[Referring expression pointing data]
- Opening Delimiter -

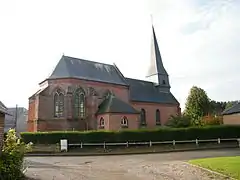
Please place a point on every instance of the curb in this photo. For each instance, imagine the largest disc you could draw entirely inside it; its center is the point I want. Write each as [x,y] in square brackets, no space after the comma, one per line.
[210,171]
[123,153]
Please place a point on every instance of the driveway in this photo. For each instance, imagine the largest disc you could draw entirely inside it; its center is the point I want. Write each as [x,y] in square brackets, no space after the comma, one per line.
[167,166]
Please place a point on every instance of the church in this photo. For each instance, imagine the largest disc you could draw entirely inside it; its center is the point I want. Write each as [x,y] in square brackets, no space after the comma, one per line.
[85,95]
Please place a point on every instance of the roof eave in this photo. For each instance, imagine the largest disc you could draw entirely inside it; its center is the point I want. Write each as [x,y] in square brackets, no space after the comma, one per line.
[102,113]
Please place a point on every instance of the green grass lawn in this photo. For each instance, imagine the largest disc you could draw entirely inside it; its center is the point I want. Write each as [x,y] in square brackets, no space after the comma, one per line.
[226,165]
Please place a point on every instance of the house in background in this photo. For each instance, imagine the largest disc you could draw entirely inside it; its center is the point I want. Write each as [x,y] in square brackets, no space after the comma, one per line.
[231,116]
[17,119]
[3,112]
[87,95]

- Closing Delimiter -

• **PROBLEM TO WORK ON**
With the images left out, set down each record exactly as it appears.

• **THE ANSWER**
Please place a point on every instance of the curb in this photo. For each instance, imagine the largest disc you could draw entirely inside it; its center is the point I want. Write each as [x,y] in square brackets, no space after the comma, one per line.
[210,171]
[123,153]
Please place a point on every instance of the driveway in this photo. For each instance, imagine the largest disc you could draw entirely inside it; its center is the point I want. Write each as [x,y] in square brackets, no space after the comma, one per line.
[167,166]
Please place a point on every instance of the church in this photo. For each instance, imagine the largest disc you could draw entirely inside it; its center is the point I want. Write each as [x,y] in square brackets, no space after the comma, one per line.
[85,95]
Please place a point on every instance of the roof eave in this photo. For each instance, imagine the largest disc you could draw entirely inside it; its center is the point I want. Write each as [x,y] in square brackets, no space after the comma, one per line.
[102,113]
Please place a point on every instance of the green grass lawn in this photo. For each instance, imagine the largest disc you could draw entirely inside it; its center is the point I want. Write each as [x,y] in square brackets, no space after the comma, one per line.
[226,165]
Please place a point on every instance of the house in background in this photo. For each instance, imagine the largest disc you could draw entirely inside it; its center is the point I want. Write each as [x,y] in square brackets, no space after the comma, one per line.
[231,116]
[17,119]
[3,112]
[87,95]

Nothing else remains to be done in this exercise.